◆ PASSAGE:

Using Melatonin to Treat Insomnia

Valerian vs. Melatonin

In trial after trial, valerian seems to work as well as benzodiazepines in helping people to fall asleep. What's more, valerian's sedative effects are not significantly exaggerated by alcohol, as are those from benzodiazepines. And, unlike the benzodiazepine Valium, valerian has never been linked to birth defects.

But, for reasons not clearly understood, not all insomniacs respond to valerian. The herb, in fact, seems to mildly stimulate some people. Like all substances working in the nervous system, valerian has this type of paradoxical effect in a small percentage of people. Such individuals experience this effect beginning with the first dose, and it does not diminish; so, if you do not experience this effect upon taking the first dose of valerian, you can safely assume this effect will not occur at a later time.

In addition, valerian, like other herbs, is not regulated by the federal government. Thus, you can't always be sure about the quality of the valerian product you purchase.

Stored records
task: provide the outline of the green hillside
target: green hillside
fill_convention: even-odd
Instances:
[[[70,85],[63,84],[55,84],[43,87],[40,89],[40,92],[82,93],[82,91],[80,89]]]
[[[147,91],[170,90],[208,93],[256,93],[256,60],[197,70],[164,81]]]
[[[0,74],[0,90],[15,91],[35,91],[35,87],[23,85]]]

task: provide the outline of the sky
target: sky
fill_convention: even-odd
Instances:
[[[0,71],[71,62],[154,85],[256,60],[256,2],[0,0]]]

◆ WORK ITEM A:
According to the passage on valerian and melatonin, how do the sedative effects of valerian compare with those of benzodiazepines when alcohol is involved?
◆ WORK ITEM B:
Proceed with the passage on valerian and melatonin for insomnia, picking up after its final sentence.

◆ YOUR RESPONSE A:
Valerian's sedative effects are not significantly exaggerated by alcohol, whereas those of benzodiazepines are.

◆ YOUR RESPONSE B:
The same holds true for melatonin. Consumers really can't assess the supplement's strength and purity. And, unlike valerian, which has been used safely for thousands of years, there have been no studies of the long-term effects of melatonin use.

It's also important to note that the beneficial effects of melatonin do not increase with higher dosages. Melatonin should generally be avoided by people suffering from depression. And, there is some evidence from animal studies that melatonin used during the daytime may have a carcinogenic effect.

But based on the clinical evidence so far, both natural remedies certainly seem deserving of further study.

Waking up exhausted and being sleepy most of the day are problems for many people. Thankfully, the home remedies and natural remedies in this article are designed to help you get the rest you need.